-- START OF DATASET ENTRIES --
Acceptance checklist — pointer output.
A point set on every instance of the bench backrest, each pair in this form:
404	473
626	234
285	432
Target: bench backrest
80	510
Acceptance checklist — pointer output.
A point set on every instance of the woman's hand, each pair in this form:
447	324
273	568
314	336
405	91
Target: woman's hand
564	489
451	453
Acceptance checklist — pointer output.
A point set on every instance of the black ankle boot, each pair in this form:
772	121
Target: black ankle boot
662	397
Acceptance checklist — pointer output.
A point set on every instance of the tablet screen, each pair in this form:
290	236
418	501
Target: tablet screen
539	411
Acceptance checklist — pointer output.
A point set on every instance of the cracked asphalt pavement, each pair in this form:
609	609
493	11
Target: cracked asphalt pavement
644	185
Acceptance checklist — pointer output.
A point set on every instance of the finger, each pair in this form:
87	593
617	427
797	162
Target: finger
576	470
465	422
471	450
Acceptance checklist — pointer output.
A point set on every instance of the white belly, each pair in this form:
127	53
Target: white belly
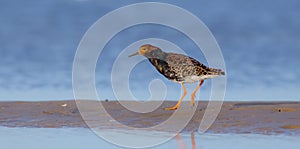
192	79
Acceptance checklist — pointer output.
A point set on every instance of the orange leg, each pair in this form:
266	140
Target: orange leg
180	100
194	93
193	140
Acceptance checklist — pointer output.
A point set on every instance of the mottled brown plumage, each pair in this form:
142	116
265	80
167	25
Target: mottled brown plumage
178	68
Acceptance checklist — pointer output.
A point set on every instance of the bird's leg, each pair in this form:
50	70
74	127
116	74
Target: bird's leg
178	103
194	93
-- END OF DATASET ENTRIES --
• [PROBLEM TO SOLVE]: Write out the material above once more, exactly as it reads, with no pictures.

• [RESULT OF THE EXERCISE]:
Acceptance checklist — pointer output.
A point set on every instance of the bench backrest, each pair in this form:
404	473
626	234
285	432
Target: bench backrest
80	510
Acceptance checklist — pointer output.
A point set on every instance of the woman's hand, each pair in this form:
447	324
273	568
314	336
405	91
Target: woman's hand
564	489
451	453
Acceptance checklist — pointer output.
A point set on every instance of the black ankle boot, each pair in this form:
772	121
Target: black ankle boot
662	397
Acceptance checklist — pointer output.
A point set on every instance of the tablet screen, each pair in this form:
290	236
418	501
Target: tablet screen
539	411
Acceptance checklist — pointer output.
A point set on every instance of the cracked asphalt pavement, each pair in this form:
609	609
493	11
Target: cracked asphalt pavement
644	185
Acceptance checklist — pointer output.
A point set on every instance of the finger, each pair in this form:
87	593
617	427
797	162
Target: finger
576	470
465	422
471	450
Acceptance checklist — pointer output.
A point set on every instance of the white belly, each pair in this form:
127	53
Target: white belly
192	79
Acceptance checklist — pointer output.
A point set on every instance of the orange leg, each pair in this form:
266	140
Target: orange leg
180	100
194	93
193	140
Acceptance checklist — pointer output.
A point set on every instance of the mottled brown plumage, each pair in this form:
142	116
265	80
167	25
Target: mottled brown plumage
178	68
Acceptance checklist — pointer output.
A point set on every instance of the bird's leg, each pair in this form:
50	70
74	127
116	74
Target: bird's leg
178	103
194	93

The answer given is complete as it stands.